D'un contrat par an il y a quelques années, ce cabinet réalise actuellement jusqu'à deux contrats de traduction de langues autochtones par mois. « Ce sont principalement les langues inuites, tel l'inuktitut, celle du Labrador, l'inuinnaqtun ainsi que l'ojibway et les quelques dialectes cris (oji, swampy, moose et celui du Nord-du-Québec) qui nous sont demandés », explique la traductrice. Des langues, précise-t-elle, qui présentent autant de subtilités qu'il y a de communautés. Une complexité qui augmente le degré de difficulté à trouver de bons traducteurs.

[Informations extraites]
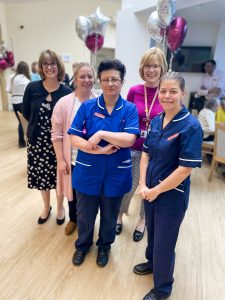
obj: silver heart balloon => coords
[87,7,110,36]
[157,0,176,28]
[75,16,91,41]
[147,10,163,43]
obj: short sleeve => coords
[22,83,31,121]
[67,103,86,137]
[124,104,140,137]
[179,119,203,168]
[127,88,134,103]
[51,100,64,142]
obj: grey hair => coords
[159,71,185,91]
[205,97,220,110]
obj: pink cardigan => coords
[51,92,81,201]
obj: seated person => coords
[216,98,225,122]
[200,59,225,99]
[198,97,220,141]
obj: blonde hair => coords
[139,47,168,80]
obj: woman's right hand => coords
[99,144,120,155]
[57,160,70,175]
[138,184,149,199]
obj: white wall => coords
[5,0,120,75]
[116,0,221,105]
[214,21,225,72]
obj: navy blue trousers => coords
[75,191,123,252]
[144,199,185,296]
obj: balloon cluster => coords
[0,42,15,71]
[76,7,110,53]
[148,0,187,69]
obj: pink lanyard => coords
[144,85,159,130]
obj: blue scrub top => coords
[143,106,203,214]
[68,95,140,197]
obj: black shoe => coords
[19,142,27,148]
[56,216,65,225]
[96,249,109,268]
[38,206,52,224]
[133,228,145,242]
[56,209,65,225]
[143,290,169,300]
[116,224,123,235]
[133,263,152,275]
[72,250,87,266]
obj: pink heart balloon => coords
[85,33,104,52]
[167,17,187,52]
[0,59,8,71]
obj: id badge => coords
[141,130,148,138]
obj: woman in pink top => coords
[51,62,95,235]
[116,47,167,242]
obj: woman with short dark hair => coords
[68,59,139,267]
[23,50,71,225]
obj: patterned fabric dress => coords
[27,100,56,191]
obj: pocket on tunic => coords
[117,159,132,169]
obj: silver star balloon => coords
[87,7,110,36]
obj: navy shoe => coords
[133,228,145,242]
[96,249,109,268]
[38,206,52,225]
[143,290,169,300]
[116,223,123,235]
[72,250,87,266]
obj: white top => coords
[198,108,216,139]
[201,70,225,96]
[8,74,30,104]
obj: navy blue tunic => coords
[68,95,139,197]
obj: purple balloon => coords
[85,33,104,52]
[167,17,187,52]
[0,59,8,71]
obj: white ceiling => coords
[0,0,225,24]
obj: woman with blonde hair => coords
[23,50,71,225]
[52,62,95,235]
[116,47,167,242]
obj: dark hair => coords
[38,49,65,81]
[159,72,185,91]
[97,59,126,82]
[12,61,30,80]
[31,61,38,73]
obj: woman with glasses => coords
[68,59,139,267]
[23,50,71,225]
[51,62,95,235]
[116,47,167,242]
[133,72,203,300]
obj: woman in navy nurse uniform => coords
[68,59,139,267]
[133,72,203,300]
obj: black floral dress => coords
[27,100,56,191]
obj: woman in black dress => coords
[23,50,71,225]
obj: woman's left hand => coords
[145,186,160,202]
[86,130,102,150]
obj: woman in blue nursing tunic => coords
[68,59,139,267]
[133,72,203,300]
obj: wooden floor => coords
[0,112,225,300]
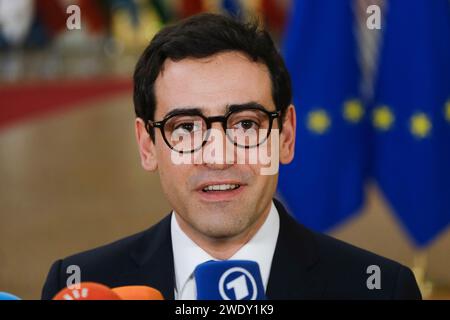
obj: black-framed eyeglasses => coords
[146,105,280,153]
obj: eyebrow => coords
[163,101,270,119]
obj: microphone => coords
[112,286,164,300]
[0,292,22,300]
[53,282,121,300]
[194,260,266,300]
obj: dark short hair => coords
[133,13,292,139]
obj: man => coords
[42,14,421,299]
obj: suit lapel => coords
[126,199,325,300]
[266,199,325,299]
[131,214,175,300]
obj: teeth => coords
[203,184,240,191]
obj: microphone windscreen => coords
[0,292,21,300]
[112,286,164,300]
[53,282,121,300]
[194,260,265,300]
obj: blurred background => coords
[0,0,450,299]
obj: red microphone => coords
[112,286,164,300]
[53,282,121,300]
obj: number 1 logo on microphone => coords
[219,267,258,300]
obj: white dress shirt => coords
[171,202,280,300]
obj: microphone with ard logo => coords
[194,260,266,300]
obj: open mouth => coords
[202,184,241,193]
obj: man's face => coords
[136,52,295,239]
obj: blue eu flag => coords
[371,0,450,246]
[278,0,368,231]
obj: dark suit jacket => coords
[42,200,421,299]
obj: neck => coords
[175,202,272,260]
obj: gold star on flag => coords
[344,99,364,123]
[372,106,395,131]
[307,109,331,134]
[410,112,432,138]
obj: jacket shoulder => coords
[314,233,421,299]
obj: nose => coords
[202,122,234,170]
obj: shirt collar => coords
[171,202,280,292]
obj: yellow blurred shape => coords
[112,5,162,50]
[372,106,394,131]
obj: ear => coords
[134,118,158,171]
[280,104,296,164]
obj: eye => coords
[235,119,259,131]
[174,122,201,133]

[À faire]
D'après le texte sur la traduction des langues autochtones, combien de contrats de ce type le cabinet réalise-t-il aujourd'hui chaque mois ?

[Résultat obtenu]
Jusqu'à deux contrats par mois.